[Stored data entries]
★ ★ ★ ★
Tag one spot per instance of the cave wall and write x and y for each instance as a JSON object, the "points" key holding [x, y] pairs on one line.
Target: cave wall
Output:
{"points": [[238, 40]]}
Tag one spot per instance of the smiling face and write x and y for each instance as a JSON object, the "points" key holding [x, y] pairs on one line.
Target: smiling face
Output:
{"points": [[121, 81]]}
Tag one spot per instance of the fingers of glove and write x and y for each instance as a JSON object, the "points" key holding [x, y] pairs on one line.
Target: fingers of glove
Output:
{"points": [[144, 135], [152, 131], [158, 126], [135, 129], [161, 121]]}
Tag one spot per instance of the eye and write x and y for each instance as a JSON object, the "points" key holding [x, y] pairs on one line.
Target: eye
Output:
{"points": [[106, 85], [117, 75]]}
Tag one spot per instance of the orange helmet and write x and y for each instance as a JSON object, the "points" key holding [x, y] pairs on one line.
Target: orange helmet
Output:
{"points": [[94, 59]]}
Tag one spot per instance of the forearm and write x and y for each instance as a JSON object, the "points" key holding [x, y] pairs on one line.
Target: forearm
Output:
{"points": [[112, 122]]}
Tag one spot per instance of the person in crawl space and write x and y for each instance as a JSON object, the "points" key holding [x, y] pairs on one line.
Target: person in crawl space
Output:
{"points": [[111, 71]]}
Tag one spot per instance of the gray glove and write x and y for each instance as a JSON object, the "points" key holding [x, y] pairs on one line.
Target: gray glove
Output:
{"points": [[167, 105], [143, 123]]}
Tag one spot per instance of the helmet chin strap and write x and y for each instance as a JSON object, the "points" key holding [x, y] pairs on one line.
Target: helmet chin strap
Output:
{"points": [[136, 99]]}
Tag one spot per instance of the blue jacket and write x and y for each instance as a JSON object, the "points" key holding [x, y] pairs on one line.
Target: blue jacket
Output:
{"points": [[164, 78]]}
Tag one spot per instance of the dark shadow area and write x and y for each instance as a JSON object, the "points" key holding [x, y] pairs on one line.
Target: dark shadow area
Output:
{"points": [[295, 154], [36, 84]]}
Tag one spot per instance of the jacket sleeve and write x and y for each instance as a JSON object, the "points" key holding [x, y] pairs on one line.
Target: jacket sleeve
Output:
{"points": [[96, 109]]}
★ ★ ★ ★
**What this task involves:**
Pull every line containing "wall" from the entries above and copy it.

**Written reply:**
Tag one spot per instance of the cave wall and write x and y for each instance as a JSON object, the "points" key holding [x, y] pairs on one line.
Target: cave wall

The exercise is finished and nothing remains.